*** Opening Records to process ***

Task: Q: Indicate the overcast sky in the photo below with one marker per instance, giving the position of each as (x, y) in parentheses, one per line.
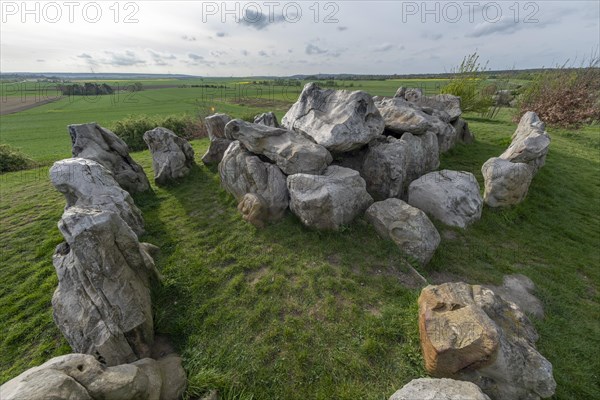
(286, 38)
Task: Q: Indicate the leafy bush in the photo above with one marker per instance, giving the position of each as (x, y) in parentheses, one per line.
(468, 82)
(566, 97)
(13, 160)
(132, 128)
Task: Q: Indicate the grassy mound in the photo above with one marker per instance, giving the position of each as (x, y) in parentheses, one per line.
(291, 313)
(12, 160)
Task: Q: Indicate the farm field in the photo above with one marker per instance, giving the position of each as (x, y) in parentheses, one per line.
(257, 316)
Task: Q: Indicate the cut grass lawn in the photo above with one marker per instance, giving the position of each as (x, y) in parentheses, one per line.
(291, 313)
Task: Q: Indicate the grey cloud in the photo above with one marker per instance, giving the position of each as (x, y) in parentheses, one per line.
(218, 53)
(384, 47)
(259, 21)
(505, 26)
(161, 59)
(198, 60)
(432, 36)
(195, 57)
(312, 49)
(123, 59)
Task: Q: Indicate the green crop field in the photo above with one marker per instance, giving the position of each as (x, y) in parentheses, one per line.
(291, 313)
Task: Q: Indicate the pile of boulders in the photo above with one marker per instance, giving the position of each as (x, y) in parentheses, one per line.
(337, 152)
(507, 178)
(102, 304)
(470, 333)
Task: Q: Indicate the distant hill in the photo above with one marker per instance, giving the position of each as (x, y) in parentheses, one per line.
(91, 76)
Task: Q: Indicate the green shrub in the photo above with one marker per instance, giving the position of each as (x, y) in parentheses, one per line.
(13, 160)
(132, 128)
(468, 82)
(564, 96)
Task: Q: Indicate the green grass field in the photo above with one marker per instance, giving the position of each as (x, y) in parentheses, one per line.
(291, 313)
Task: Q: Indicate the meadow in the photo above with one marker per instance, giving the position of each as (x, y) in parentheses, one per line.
(291, 313)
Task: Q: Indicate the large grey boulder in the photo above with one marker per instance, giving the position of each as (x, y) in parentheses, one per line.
(447, 103)
(403, 116)
(268, 119)
(330, 200)
(242, 172)
(339, 120)
(470, 333)
(507, 178)
(506, 183)
(215, 127)
(85, 183)
(450, 196)
(530, 142)
(439, 389)
(519, 289)
(172, 156)
(390, 164)
(96, 143)
(400, 116)
(292, 151)
(102, 304)
(82, 377)
(406, 226)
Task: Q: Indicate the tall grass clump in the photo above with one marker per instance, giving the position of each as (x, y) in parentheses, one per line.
(13, 160)
(468, 82)
(132, 128)
(564, 96)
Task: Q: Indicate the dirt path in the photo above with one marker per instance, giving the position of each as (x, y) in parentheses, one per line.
(14, 104)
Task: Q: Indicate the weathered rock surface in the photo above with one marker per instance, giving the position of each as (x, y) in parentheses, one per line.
(292, 151)
(447, 103)
(82, 377)
(254, 209)
(85, 183)
(216, 149)
(470, 333)
(268, 119)
(339, 120)
(403, 116)
(242, 172)
(215, 125)
(95, 143)
(519, 289)
(405, 225)
(400, 116)
(390, 164)
(172, 156)
(530, 142)
(102, 303)
(439, 389)
(506, 183)
(330, 200)
(450, 196)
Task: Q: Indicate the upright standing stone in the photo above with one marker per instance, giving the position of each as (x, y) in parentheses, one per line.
(96, 143)
(172, 156)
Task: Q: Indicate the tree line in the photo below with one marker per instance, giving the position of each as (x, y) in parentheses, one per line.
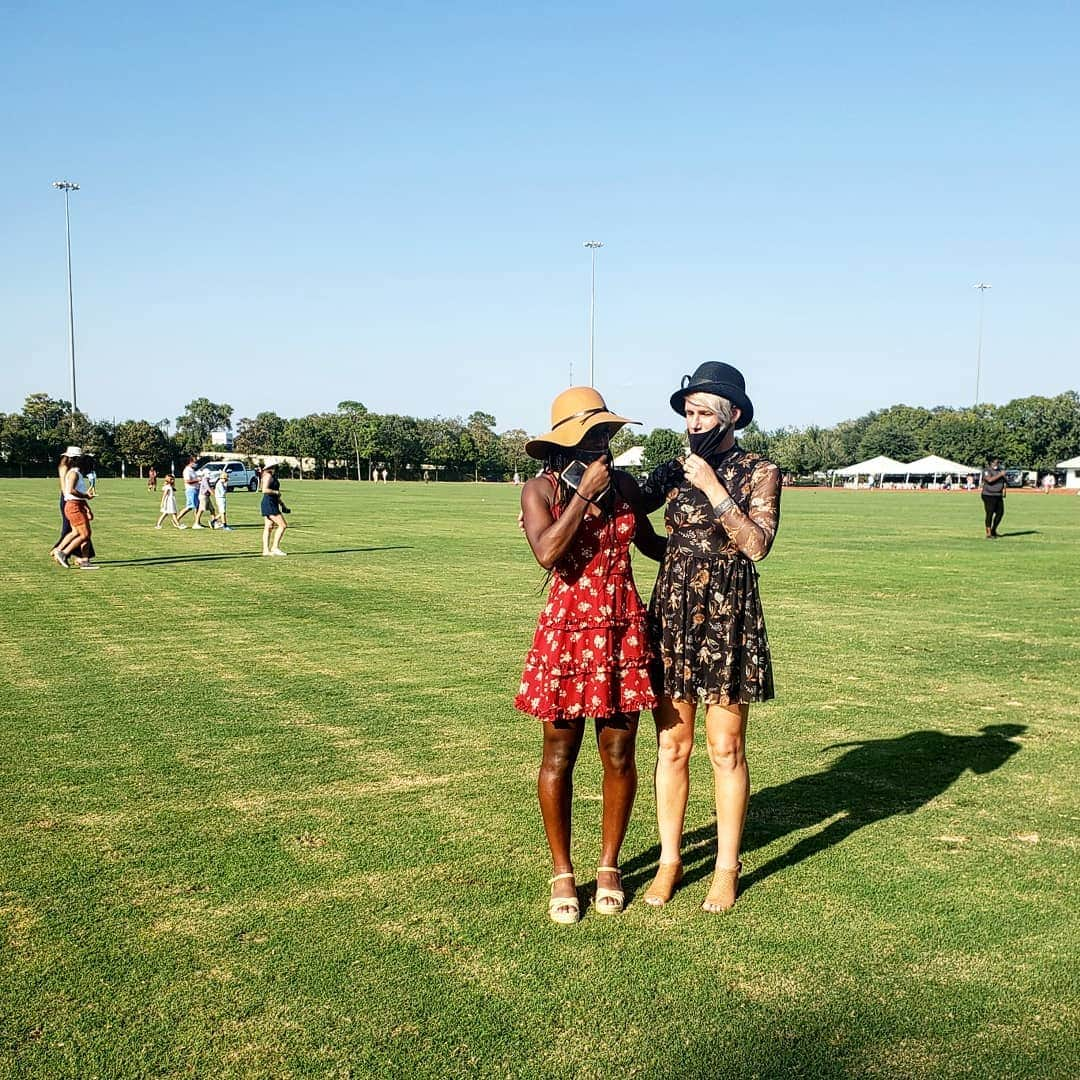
(1029, 432)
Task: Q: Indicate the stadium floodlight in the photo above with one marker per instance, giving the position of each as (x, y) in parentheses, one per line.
(67, 187)
(982, 286)
(594, 245)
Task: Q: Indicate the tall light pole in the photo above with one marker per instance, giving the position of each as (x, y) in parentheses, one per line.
(67, 187)
(982, 286)
(594, 245)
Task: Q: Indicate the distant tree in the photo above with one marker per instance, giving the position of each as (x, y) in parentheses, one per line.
(46, 414)
(791, 449)
(482, 448)
(661, 445)
(1040, 431)
(754, 440)
(625, 439)
(352, 415)
(200, 418)
(140, 443)
(970, 436)
(513, 453)
(260, 435)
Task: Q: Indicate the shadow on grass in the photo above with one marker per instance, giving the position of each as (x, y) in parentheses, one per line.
(219, 556)
(871, 782)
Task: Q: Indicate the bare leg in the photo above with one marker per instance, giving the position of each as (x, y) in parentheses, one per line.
(726, 730)
(674, 743)
(615, 739)
(562, 740)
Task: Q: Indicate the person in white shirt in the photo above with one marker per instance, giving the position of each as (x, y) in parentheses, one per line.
(190, 490)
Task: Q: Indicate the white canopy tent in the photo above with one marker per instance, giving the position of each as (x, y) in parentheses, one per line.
(1071, 468)
(879, 467)
(933, 466)
(631, 458)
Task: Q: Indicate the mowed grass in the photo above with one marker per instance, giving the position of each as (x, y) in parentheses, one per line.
(277, 818)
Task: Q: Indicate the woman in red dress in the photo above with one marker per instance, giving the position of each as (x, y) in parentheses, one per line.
(591, 653)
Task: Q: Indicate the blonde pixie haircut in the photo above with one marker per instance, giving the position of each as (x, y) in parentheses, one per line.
(719, 405)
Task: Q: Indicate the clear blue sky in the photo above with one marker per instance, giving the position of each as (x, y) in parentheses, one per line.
(285, 205)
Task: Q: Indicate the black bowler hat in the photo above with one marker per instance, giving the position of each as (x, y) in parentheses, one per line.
(720, 379)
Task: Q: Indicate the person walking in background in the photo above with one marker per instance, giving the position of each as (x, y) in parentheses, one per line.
(67, 459)
(273, 511)
(723, 511)
(220, 500)
(590, 652)
(169, 502)
(994, 497)
(79, 515)
(91, 474)
(190, 490)
(203, 501)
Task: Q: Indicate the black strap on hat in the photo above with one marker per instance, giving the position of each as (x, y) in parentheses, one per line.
(578, 416)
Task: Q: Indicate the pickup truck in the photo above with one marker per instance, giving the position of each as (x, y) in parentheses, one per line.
(237, 474)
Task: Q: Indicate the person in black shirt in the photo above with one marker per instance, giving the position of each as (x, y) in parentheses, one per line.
(994, 497)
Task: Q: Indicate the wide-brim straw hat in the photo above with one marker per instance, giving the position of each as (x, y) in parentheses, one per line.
(574, 414)
(720, 379)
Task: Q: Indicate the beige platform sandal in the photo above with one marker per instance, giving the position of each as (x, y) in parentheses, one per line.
(564, 909)
(617, 894)
(667, 877)
(724, 890)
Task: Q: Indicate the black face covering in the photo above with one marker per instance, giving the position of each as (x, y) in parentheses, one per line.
(706, 444)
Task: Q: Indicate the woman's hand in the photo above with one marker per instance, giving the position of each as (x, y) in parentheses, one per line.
(596, 478)
(699, 472)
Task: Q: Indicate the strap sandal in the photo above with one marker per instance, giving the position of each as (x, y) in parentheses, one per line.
(667, 877)
(565, 910)
(724, 890)
(617, 895)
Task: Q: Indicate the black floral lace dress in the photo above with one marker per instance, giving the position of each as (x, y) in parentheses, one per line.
(705, 615)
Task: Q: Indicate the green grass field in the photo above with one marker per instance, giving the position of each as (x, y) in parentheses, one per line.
(277, 818)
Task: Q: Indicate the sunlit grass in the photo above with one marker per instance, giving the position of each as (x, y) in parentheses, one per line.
(277, 817)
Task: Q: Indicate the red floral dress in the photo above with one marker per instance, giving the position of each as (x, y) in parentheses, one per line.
(591, 652)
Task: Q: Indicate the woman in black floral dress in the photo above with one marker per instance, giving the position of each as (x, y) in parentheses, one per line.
(705, 615)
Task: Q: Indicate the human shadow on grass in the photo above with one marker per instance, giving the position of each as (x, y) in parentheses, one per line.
(873, 781)
(219, 556)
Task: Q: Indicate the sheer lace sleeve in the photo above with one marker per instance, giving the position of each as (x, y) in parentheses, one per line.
(753, 531)
(656, 486)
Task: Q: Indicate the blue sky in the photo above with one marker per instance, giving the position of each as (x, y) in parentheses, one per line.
(284, 206)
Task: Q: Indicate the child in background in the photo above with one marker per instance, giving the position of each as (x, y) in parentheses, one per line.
(220, 496)
(203, 503)
(169, 502)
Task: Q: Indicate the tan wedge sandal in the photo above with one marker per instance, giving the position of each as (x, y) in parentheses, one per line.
(724, 890)
(565, 910)
(667, 877)
(617, 894)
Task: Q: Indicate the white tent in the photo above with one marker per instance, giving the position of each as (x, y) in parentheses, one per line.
(1071, 471)
(933, 466)
(878, 467)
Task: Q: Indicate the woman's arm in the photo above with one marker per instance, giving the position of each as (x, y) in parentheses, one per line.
(646, 539)
(753, 531)
(549, 537)
(659, 483)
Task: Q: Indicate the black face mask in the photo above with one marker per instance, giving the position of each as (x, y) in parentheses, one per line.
(706, 444)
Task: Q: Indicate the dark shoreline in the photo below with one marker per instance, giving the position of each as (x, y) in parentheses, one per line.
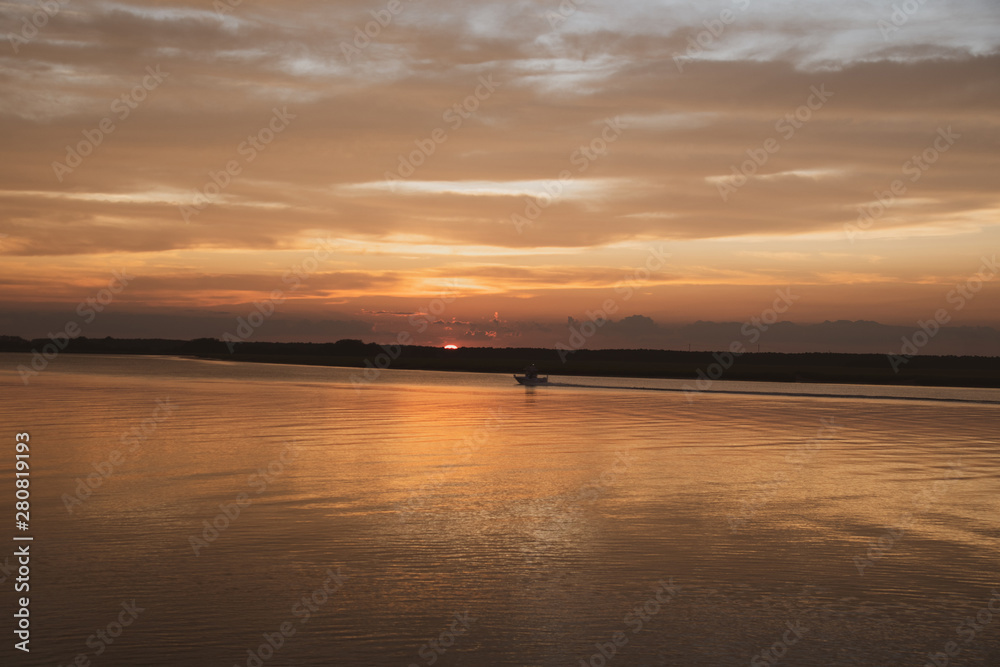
(825, 368)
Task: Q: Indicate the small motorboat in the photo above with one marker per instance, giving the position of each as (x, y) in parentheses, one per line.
(530, 377)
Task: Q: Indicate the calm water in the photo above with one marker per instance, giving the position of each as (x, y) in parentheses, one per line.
(829, 530)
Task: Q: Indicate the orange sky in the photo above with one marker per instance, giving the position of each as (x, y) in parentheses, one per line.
(524, 161)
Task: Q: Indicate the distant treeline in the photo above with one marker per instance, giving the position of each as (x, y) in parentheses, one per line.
(696, 366)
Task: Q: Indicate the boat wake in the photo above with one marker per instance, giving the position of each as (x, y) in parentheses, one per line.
(789, 394)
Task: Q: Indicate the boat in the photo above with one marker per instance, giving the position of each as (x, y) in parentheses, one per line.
(530, 377)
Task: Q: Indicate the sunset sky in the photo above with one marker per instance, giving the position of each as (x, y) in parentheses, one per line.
(369, 175)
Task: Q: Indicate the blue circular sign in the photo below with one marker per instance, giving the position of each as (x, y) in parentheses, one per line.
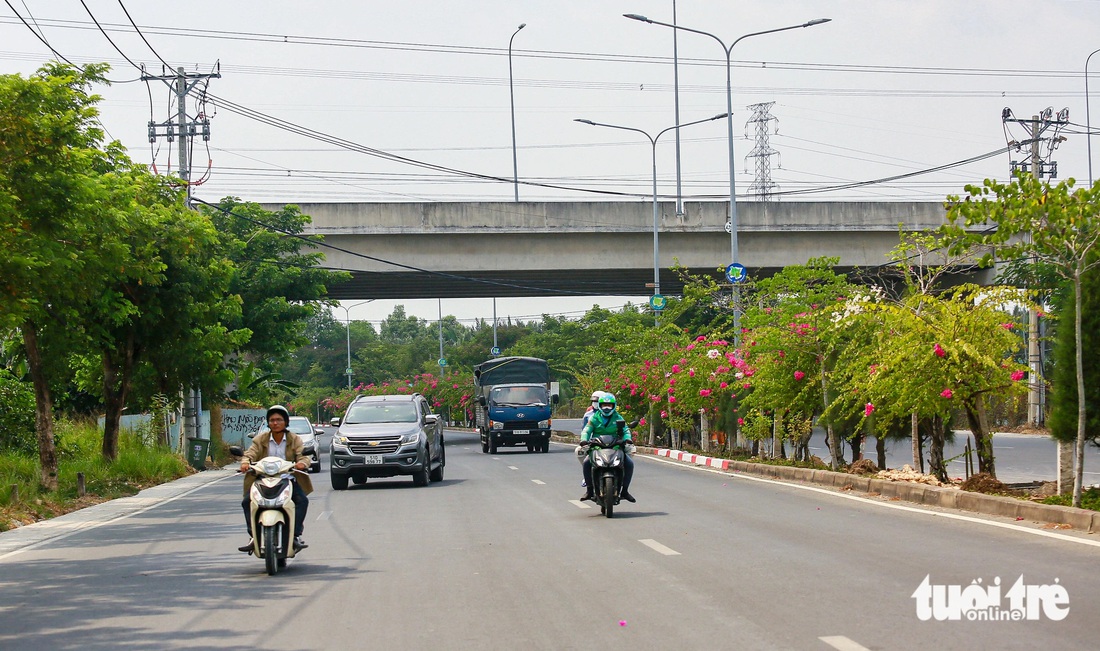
(735, 273)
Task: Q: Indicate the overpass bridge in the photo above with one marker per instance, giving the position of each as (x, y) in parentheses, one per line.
(464, 250)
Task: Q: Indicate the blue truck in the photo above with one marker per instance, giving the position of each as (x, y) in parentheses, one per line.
(515, 400)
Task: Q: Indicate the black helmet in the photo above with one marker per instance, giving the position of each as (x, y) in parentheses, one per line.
(278, 409)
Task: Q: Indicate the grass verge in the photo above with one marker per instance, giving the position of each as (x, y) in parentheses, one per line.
(139, 465)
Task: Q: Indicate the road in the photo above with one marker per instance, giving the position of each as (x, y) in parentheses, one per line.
(498, 555)
(1019, 458)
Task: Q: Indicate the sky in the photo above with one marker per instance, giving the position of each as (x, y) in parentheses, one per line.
(886, 88)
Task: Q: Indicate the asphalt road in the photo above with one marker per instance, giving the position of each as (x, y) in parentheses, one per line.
(1019, 458)
(498, 555)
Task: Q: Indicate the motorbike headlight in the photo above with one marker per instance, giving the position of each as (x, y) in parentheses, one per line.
(276, 501)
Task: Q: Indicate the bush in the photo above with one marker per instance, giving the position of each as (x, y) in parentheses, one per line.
(17, 416)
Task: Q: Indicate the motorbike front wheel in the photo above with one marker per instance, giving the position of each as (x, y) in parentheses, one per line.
(608, 495)
(271, 549)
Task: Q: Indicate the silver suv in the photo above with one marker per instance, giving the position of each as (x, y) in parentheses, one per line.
(387, 436)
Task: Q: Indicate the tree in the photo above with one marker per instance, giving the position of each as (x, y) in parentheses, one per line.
(57, 235)
(1054, 224)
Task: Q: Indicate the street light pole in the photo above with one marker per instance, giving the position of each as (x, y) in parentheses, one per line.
(512, 98)
(347, 310)
(652, 142)
(1088, 123)
(729, 125)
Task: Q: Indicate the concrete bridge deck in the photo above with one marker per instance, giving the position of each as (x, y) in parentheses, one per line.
(463, 250)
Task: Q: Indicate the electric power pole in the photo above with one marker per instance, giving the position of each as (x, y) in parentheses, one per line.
(762, 118)
(1040, 166)
(184, 129)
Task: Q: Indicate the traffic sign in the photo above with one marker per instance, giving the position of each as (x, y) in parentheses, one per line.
(735, 273)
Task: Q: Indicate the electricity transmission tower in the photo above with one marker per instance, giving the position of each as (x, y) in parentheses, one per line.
(762, 118)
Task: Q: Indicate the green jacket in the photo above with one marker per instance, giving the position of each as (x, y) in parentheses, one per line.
(598, 426)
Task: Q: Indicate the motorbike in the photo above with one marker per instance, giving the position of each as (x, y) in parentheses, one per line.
(607, 456)
(272, 511)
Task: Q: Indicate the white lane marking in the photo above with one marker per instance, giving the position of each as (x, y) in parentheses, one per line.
(659, 548)
(876, 503)
(88, 527)
(843, 643)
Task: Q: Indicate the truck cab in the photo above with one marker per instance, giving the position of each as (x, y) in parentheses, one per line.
(515, 400)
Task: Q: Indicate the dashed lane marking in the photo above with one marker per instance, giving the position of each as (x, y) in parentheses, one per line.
(659, 548)
(843, 643)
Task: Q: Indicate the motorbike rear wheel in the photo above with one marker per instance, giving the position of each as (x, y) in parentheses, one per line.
(608, 495)
(271, 549)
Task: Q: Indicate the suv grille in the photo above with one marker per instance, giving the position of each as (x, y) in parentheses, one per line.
(384, 445)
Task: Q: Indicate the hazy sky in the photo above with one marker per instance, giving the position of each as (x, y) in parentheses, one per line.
(886, 88)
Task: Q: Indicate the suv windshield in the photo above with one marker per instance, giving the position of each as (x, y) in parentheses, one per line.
(381, 412)
(519, 396)
(299, 425)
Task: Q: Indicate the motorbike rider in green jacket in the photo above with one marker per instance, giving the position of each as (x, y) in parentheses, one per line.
(605, 420)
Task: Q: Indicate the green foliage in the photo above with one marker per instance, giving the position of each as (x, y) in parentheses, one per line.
(17, 416)
(1063, 419)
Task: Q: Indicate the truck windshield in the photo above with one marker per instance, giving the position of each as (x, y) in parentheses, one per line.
(519, 396)
(381, 412)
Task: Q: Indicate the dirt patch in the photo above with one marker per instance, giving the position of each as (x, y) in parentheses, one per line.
(985, 483)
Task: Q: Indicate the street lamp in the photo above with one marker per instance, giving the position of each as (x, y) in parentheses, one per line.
(1088, 123)
(512, 98)
(729, 129)
(347, 310)
(652, 142)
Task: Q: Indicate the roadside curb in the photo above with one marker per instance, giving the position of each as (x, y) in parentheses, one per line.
(29, 536)
(954, 498)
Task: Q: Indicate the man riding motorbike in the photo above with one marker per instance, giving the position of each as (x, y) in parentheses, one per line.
(604, 421)
(278, 441)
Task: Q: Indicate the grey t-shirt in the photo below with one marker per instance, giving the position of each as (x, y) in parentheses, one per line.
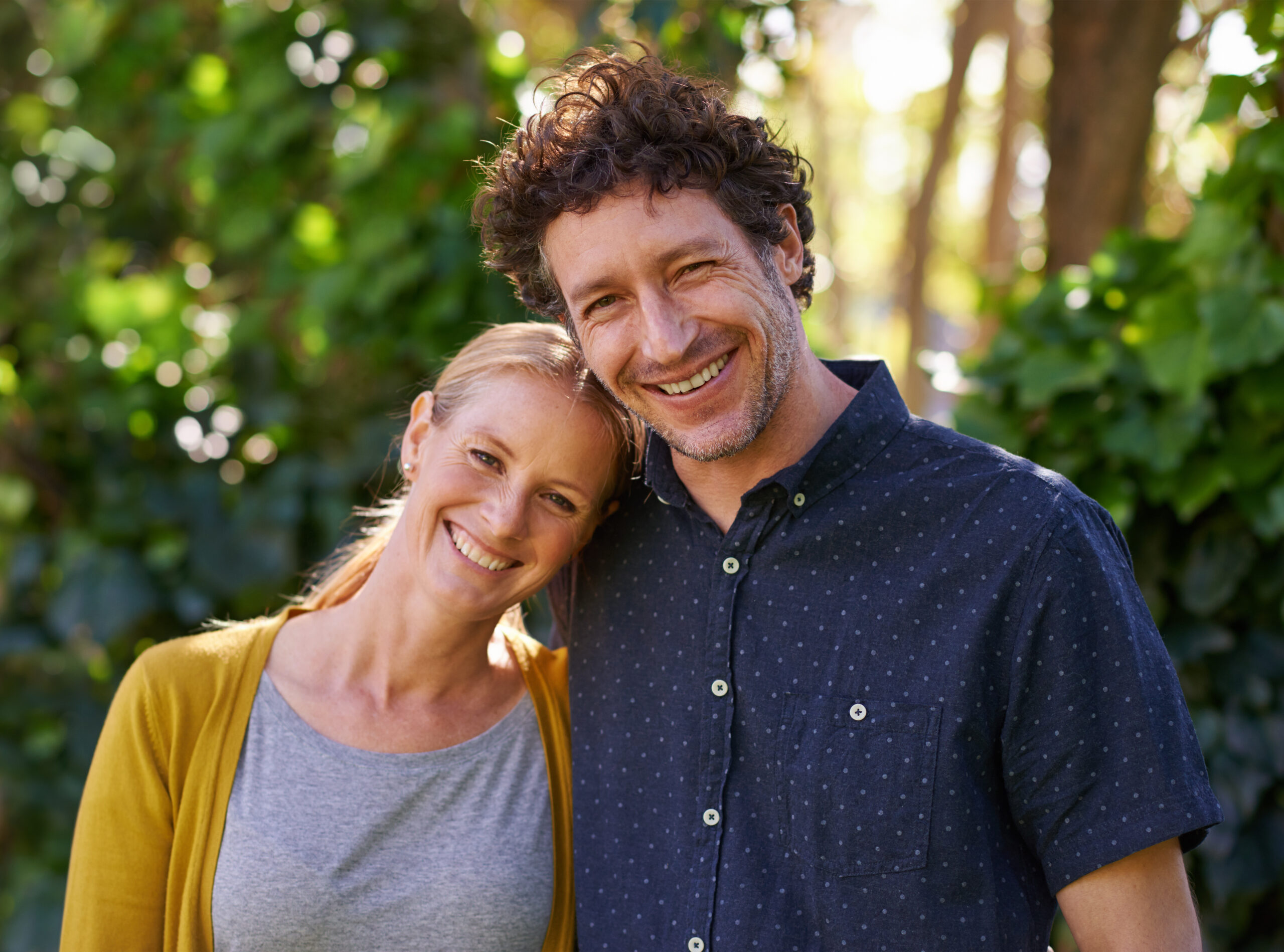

*** Closing Records to process ***

**Your goal**
Pictures aside, reproduce exactly the lines from the one containing "Task: Q: Indicate the street lamp" to the end of the listing above, both ends included.

**Reply**
Task: Q: Indicate the street lamp in the photo above with one marker per instance, giving the position of each as (x, y) in parentheses, one per line.
(1088, 123)
(512, 98)
(729, 129)
(347, 310)
(652, 142)
Task: Q: Indicate the roadside curb in the photo above with one marker per instance, giving the position of each as (x, y) in parentheses, one per line.
(29, 536)
(954, 498)
Task: Q: Indicate the man riding motorbike in the photo above with one marker per instance, giving the position of each as (x, y) in parentheses, one per line.
(604, 421)
(278, 441)
Task: Q: Indicate the grey t-shirt in the photo below with one marker per instance, giving the position of each as (x, y) in parentheses, one per line.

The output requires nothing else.